→ What the task requires
Extract all of the data and reproduce it precisely.

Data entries
·····

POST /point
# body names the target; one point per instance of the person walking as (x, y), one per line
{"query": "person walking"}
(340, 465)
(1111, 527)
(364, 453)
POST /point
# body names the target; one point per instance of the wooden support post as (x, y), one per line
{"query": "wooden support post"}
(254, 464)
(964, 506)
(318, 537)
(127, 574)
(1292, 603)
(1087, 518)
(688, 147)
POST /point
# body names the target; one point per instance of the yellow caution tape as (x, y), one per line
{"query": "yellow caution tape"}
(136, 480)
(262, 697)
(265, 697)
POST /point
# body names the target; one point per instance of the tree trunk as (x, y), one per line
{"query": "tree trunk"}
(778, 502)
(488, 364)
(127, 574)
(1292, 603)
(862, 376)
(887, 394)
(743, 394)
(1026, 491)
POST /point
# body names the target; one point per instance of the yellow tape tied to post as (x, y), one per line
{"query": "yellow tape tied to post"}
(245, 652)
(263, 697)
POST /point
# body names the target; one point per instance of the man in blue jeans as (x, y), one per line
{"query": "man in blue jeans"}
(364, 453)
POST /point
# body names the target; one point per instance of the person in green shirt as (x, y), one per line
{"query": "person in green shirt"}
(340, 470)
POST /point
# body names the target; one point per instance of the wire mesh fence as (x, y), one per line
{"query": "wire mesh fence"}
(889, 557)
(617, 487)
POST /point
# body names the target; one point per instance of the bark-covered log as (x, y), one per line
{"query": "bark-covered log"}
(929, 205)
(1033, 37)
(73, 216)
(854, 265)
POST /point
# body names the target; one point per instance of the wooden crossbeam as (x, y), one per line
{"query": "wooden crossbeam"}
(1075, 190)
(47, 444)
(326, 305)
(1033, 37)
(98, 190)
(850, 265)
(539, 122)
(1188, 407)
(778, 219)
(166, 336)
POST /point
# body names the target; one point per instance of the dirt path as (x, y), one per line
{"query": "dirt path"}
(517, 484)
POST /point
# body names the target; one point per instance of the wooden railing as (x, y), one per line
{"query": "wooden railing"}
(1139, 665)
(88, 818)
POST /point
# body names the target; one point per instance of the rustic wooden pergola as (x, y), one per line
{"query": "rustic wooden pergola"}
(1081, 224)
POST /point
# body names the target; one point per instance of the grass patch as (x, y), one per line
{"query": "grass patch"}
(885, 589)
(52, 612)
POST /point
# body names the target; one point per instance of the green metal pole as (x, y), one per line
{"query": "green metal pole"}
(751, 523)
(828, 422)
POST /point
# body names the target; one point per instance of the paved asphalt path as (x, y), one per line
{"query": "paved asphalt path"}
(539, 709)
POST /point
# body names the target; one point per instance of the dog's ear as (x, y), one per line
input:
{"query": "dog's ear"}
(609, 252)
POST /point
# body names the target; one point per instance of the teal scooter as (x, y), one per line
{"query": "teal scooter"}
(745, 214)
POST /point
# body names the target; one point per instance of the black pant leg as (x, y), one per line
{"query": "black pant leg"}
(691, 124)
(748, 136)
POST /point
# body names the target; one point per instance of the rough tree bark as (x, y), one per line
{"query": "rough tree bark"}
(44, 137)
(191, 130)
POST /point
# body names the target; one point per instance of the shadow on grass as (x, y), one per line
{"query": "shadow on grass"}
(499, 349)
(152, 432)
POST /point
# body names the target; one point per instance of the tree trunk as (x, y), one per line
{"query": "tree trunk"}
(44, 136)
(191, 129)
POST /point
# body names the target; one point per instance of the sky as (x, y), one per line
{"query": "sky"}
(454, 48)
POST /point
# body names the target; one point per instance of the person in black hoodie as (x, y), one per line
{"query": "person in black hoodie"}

·····

→ Output of the task
POST /point
# body names the target; one point per instance of the person walking as (x, y), one per line
{"query": "person walking"}
(340, 465)
(1111, 527)
(364, 453)
POST /point
# body names the target; one point per instance of the wooden support post as (x, y), one per line
{"query": "wooden support post"}
(254, 464)
(964, 506)
(318, 537)
(127, 574)
(1292, 603)
(1087, 518)
(688, 147)
POST /point
# body names the target; one point per instance of the yellow caution tape as (x, y), one per line
{"query": "yellow caution tape"}
(136, 480)
(262, 697)
(265, 697)
POST /point
# body names the target; one point per instance of the tree trunk as (x, y), one per line
{"query": "tree trunk"}
(778, 502)
(488, 364)
(127, 574)
(1292, 603)
(862, 376)
(887, 394)
(743, 394)
(1026, 491)
POST /point
# body names the target; one point per instance of the yellow tape tied to post as (x, y), one per line
{"query": "yellow tape tied to post"}
(245, 652)
(263, 697)
POST /point
# body names the target; one point per instance of the man in blue jeans as (x, y), one per line
{"query": "man in blue jeans"}
(364, 453)
POST /point
# body names the target; one point per instance of the person in green shirt as (x, y), one per line
{"query": "person in green shirt"}
(340, 470)
POST /point
# body names the target; one point per instance of the wire mesh fence as (x, y), one per line
{"query": "wire mesh fence"}
(889, 557)
(617, 487)
POST /point
# body names the target; one point per instance of the bark-covered log as (x, y), one per line
{"query": "bark-covered log"}
(929, 205)
(1033, 37)
(73, 216)
(854, 265)
POST /point
# body names the target; one point per instance of the wooden crossbeam as (x, y), one per line
{"query": "wooden crossbeam"}
(1075, 190)
(47, 444)
(326, 305)
(1033, 37)
(98, 190)
(850, 265)
(539, 122)
(1188, 407)
(778, 219)
(166, 336)
POST /point
# body names the target; one point per instance of the dirt path as (x, y), one per line
{"query": "dirt path"}
(517, 484)
POST /point
# body names the target; one point per instance of the wooden railing as (x, y), one per line
{"query": "wooden railing"}
(1139, 665)
(88, 818)
POST /point
# body names the target; one point per instance of the rustic wooden pergola as (x, y), one per line
{"query": "rustic wooden pergola"}
(1081, 224)
POST /point
# body names the target; one point per instance of the grass patch as (x, y), one per line
{"query": "grass patch"}
(885, 589)
(52, 612)
POST /point
# body names the target; one point per instance of the green metal pole as (x, y), one per line
{"query": "green metal pole"}
(751, 523)
(828, 422)
POST /point
# body names the target; one point per instance of the paved asphalt path as (x, y), one per line
{"query": "paved asphalt path"}
(539, 709)
POST /point
# body names the target; one point per instance of the dog's ear as (x, y), one per line
input:
{"query": "dog's ear"}
(609, 252)
POST /point
# body names the target; one point per instance of the teal scooter as (x, y), one per line
{"query": "teal scooter"}
(745, 214)
POST /point
# body names the target; one point per instance of the black pant leg as (x, y), one per line
{"query": "black pant leg"}
(691, 124)
(748, 136)
POST /point
# body names the target; one point per instance of the rough tree bark as (x, y), one per line
{"query": "rough tree bark"}
(44, 137)
(191, 130)
POST /point
# body names the target; one point per instance of the shadow on grass as (x, y), one per line
{"query": "shadow on grass"}
(499, 349)
(152, 432)
POST /point
# body names the target; one point per instance of the tree trunk as (x, y), one per line
{"query": "tree trunk"}
(44, 136)
(191, 129)
POST /point
# body names the target; one point per instance of the sky as (x, y), one per line
{"query": "sky"}
(454, 48)
POST /point
# body names the target; one point per instance of the person in black hoodie as (x, y), one per line
{"query": "person in black hoodie"}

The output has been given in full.